### SOURCE MATERIAL
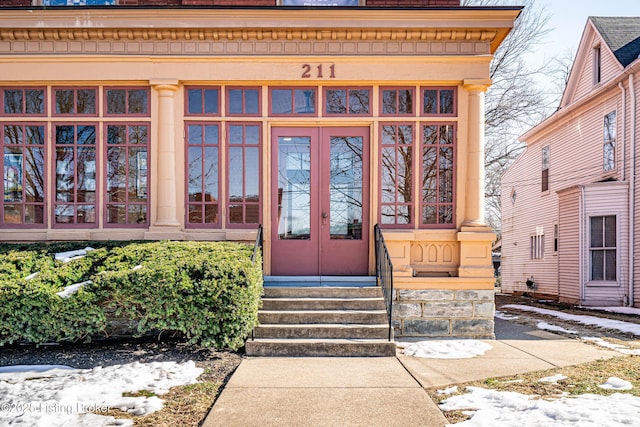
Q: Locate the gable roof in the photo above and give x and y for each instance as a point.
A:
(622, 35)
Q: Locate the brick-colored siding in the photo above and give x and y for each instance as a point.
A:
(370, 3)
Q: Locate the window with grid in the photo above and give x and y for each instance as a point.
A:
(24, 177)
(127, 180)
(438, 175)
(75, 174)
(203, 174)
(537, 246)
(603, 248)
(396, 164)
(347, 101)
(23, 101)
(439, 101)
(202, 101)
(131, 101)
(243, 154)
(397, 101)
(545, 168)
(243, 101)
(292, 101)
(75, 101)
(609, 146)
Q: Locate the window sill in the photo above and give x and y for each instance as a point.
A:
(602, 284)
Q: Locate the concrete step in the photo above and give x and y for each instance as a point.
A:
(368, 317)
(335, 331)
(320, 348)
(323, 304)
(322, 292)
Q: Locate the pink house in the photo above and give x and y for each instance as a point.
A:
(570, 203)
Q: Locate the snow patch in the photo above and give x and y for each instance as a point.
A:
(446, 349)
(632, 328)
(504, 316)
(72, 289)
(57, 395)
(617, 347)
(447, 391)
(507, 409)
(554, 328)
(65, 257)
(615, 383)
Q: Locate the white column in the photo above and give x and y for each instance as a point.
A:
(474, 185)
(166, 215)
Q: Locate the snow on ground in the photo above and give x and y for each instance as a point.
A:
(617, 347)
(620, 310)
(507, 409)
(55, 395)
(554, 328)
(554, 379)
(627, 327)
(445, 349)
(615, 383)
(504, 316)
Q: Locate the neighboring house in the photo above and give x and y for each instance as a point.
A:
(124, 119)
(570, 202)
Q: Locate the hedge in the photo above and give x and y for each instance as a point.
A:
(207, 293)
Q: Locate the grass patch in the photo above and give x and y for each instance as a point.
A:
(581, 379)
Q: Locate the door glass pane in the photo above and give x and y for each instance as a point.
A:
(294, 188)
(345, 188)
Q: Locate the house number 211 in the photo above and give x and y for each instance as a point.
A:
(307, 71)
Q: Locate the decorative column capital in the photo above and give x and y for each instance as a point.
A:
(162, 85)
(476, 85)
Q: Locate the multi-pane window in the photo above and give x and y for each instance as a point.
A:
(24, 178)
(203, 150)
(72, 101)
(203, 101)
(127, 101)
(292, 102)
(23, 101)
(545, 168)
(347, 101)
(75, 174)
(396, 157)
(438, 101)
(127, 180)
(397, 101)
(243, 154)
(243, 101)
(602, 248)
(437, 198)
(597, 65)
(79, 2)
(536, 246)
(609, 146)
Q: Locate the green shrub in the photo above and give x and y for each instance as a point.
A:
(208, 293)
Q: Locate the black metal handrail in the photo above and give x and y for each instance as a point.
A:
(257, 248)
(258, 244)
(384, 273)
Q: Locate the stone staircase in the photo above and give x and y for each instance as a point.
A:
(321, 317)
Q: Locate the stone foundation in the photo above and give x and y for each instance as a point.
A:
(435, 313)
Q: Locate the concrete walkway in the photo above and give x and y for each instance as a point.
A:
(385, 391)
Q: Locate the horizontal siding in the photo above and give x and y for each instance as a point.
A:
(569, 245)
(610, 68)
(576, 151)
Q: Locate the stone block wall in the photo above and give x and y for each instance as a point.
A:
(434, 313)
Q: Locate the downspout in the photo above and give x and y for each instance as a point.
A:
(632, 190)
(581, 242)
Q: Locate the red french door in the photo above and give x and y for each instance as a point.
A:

### EXERCISE REQUIREMENTS
Faithful copy, images left out: write out every line of data.

### EXERCISE RESPONSE
Q: Locate the gable roof in the photo above and give x and y for each instance as a point.
A:
(622, 35)
Q: Locate the brick-colored siding in the photo above and give x and y for each instance as a point.
A:
(370, 3)
Q: Locate the window with grid in the photo above and give x and y for each instance as a point.
A:
(24, 177)
(127, 180)
(438, 175)
(75, 174)
(203, 174)
(537, 246)
(603, 248)
(396, 164)
(347, 101)
(23, 101)
(439, 101)
(202, 101)
(131, 101)
(243, 154)
(397, 101)
(545, 168)
(243, 101)
(292, 101)
(75, 101)
(609, 146)
Q: Locate the window sill in the photo above and give x and y for each instance as a point.
A:
(602, 284)
Q: Locate the concrete step in the photo above and give x and y for each instance as a point.
A:
(368, 317)
(335, 331)
(320, 348)
(323, 304)
(322, 292)
Q: Locate the pink house in the photo above and give x and y for each instance as a point.
A:
(570, 203)
Q: Locate the snow patch in the photo above and give x and y for each instance as a point.
A:
(446, 349)
(632, 328)
(504, 316)
(72, 289)
(57, 395)
(617, 347)
(447, 391)
(507, 409)
(554, 328)
(65, 257)
(615, 383)
Q: Locate the white column in the photo above and give x and y for each instance as a point.
A:
(474, 185)
(166, 215)
Q: Locate the snow on ground in the photo above and give x and y for each instance as a point.
A:
(617, 347)
(620, 310)
(507, 409)
(55, 395)
(554, 328)
(554, 379)
(627, 327)
(445, 349)
(615, 383)
(504, 316)
Q: Locate the neighboring house in the photo above and give x and y for each instance as a point.
A:
(124, 119)
(570, 202)
Q: Locate the hedge in the photo above and give x and y for each instance as a point.
A:
(207, 293)
Q: Locate the grass patch in the photo above and give x and y for each instance as a point.
A:
(581, 379)
Q: Locate the door glass pane in the photo above and give x and y for each instance as a point.
A:
(294, 188)
(345, 188)
Q: Locate the house number 211 in the photo above and give x and y for each instance as a point.
A:
(307, 71)
Q: Locate the decorative column capital in the photo above and give x and y for each instance as a point.
A:
(162, 85)
(476, 85)
Q: Locate the multi-pane window in the photo above and give x and y for each instance as a point.
A:
(24, 178)
(203, 150)
(72, 101)
(203, 101)
(127, 101)
(292, 102)
(23, 101)
(545, 168)
(347, 101)
(75, 174)
(396, 157)
(438, 101)
(127, 180)
(397, 101)
(243, 154)
(243, 101)
(602, 248)
(437, 198)
(597, 65)
(79, 2)
(536, 246)
(609, 146)
Q: Locate the green shrub in the photo above and give x and y for each instance as a point.
A:
(208, 293)
Q: Locate the black metal handrail in the photo above and give x and y for each instance as a point.
A:
(257, 248)
(258, 244)
(384, 273)
Q: Locate the stone staircase in the photo above and give x and y for each instance as a point.
A:
(321, 317)
Q: Locate the stone foundation in the photo above and give x and y for each instance as a point.
A:
(435, 313)
Q: Locate the concrete walkway in the photo above and give x and y for each instance as a point.
A:
(385, 391)
Q: Locate the horizontal siding in the photo above and give x and y for each instance as a point.
A:
(569, 245)
(610, 68)
(576, 151)
Q: Locate the stone block wall in the photo above and give x and y for each instance as a point.
A:
(434, 313)
Q: Locate the downspout in the photo above and give x and y for each instance as a point.
A:
(632, 190)
(581, 242)
Q: Locate the red french door in the photo above and give x and y for each instance as a point.
A:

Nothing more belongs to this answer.